• What is expected
In the data below, find the lines containing "rocky" and say how many there are, nothing more.

------------------------

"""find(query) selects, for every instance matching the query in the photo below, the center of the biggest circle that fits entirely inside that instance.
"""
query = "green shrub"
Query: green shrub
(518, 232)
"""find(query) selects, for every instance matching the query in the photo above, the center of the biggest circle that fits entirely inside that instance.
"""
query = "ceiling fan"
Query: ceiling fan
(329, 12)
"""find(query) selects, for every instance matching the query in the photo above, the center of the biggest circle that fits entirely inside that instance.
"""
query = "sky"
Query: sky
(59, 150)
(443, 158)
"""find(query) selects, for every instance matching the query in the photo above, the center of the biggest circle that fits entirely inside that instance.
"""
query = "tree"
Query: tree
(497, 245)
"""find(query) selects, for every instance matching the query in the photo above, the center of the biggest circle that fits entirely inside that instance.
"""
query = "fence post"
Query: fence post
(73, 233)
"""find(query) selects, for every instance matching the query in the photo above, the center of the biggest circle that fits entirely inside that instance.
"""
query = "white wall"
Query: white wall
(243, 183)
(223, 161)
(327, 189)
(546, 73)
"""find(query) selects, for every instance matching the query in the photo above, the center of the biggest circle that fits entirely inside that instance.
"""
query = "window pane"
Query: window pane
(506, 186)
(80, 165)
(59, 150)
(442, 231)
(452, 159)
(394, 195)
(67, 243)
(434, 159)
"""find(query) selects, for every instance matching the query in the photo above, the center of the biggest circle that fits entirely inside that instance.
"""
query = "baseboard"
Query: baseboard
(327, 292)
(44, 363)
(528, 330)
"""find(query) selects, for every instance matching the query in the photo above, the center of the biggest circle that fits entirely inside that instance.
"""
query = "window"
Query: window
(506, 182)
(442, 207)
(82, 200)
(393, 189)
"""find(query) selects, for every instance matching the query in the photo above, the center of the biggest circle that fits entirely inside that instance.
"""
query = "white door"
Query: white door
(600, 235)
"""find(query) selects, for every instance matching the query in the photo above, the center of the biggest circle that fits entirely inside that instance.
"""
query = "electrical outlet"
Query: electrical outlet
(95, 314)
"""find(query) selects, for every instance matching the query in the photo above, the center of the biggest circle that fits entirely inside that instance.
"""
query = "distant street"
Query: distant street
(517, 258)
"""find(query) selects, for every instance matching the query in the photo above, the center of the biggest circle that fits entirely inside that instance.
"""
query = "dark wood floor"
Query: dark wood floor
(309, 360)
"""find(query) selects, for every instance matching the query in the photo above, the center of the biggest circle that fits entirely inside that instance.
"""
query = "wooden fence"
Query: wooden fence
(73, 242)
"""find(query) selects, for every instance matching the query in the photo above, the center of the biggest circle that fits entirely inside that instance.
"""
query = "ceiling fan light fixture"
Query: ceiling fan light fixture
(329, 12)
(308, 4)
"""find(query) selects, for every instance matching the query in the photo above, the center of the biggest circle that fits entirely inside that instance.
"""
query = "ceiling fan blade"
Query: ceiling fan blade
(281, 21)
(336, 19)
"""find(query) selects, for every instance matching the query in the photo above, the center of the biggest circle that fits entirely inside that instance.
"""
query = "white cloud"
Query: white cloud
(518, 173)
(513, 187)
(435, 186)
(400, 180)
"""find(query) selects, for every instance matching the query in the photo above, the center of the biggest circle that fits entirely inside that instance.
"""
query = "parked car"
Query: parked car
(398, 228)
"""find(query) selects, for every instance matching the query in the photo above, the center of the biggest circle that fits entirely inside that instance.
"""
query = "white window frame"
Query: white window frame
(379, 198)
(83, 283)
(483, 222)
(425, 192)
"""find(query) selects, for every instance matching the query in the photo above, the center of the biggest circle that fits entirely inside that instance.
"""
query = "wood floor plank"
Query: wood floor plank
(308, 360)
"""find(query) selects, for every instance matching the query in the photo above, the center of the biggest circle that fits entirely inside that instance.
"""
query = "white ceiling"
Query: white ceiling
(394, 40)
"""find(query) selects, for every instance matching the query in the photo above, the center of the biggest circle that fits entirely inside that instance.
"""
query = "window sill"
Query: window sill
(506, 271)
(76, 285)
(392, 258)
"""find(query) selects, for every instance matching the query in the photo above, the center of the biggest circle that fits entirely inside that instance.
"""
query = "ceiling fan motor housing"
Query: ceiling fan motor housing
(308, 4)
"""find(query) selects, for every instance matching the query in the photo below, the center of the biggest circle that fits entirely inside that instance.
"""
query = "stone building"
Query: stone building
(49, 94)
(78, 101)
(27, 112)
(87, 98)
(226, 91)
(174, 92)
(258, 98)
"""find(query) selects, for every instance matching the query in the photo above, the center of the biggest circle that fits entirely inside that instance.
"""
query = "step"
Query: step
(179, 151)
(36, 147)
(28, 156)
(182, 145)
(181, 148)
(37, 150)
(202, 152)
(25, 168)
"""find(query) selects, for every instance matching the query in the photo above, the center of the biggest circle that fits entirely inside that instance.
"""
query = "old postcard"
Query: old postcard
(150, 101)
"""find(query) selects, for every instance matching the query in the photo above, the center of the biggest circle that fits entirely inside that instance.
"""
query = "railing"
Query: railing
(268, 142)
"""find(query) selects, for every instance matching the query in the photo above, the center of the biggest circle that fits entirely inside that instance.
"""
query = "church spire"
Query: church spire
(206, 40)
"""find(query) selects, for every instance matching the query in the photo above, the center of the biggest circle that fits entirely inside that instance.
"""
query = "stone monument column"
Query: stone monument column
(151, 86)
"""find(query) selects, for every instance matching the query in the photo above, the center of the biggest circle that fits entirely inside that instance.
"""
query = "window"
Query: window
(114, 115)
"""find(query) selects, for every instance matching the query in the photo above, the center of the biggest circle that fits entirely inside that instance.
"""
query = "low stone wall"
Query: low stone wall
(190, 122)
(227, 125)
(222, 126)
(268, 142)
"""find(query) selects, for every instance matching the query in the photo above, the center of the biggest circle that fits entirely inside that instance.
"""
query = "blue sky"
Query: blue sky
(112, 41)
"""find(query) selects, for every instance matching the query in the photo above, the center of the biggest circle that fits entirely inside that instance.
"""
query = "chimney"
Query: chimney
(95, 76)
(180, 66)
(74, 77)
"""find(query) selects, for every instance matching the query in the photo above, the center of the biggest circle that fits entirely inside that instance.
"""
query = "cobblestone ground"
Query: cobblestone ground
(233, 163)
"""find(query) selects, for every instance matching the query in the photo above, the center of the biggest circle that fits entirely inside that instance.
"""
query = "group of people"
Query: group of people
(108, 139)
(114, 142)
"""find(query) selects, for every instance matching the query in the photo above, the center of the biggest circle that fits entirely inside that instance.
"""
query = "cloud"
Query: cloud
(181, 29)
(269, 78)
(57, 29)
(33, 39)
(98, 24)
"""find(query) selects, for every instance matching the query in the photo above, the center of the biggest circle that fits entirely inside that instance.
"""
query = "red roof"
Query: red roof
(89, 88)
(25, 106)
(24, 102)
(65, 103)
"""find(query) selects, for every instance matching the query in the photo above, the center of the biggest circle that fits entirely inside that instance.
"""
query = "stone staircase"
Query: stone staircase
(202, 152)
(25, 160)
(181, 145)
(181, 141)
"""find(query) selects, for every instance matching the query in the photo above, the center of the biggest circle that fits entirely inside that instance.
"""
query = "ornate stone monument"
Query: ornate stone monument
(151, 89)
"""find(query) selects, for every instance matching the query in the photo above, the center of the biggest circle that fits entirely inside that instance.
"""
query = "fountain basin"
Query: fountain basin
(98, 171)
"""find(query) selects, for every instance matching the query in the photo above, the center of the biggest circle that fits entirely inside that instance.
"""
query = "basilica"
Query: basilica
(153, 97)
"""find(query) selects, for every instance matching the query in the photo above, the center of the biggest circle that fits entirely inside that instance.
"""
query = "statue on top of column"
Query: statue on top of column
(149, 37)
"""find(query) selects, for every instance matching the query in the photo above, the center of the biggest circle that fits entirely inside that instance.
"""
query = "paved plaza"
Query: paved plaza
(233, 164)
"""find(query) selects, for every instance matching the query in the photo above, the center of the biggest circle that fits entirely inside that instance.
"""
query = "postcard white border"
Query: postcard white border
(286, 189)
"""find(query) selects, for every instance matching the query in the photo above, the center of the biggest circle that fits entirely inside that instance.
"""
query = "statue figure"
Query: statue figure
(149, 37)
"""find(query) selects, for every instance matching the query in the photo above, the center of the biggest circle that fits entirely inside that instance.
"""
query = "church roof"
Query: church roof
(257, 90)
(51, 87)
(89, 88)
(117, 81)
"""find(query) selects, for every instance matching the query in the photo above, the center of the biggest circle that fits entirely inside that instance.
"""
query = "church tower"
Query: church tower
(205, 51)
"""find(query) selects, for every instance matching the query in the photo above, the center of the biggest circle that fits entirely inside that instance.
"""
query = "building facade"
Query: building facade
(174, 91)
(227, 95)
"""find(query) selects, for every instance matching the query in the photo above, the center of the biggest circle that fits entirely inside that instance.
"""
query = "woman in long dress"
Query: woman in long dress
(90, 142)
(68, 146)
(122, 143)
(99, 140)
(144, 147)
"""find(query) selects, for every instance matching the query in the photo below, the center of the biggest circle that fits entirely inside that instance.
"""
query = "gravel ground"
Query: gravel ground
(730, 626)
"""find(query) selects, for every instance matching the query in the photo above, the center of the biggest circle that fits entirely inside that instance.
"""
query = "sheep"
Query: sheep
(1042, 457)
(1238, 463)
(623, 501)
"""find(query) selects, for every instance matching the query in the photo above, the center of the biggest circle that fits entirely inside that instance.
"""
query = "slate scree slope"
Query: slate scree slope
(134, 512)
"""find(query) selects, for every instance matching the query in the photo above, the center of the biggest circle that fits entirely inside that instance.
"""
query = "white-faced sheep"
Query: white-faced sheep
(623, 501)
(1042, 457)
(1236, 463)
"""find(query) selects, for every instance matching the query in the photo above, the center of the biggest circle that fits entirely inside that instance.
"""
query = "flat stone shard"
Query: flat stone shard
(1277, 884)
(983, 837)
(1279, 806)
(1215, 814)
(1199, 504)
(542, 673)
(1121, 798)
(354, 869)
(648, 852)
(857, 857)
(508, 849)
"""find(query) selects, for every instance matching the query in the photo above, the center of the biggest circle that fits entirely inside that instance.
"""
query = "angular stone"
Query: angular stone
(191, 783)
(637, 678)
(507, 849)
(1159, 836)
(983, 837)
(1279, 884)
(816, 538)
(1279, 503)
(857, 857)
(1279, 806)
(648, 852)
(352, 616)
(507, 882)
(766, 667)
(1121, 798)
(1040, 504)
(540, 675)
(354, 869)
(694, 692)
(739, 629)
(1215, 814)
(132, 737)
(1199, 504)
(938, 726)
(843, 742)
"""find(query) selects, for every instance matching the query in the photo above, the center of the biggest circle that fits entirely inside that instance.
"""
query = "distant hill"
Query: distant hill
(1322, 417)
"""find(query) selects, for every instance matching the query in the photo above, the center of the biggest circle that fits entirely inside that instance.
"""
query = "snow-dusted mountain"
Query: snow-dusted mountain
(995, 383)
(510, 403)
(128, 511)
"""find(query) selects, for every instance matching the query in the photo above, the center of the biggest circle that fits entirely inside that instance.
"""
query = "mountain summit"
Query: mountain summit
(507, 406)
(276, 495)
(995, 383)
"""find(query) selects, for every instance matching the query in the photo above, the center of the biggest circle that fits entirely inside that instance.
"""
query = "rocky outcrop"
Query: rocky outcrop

------------------------

• Response
2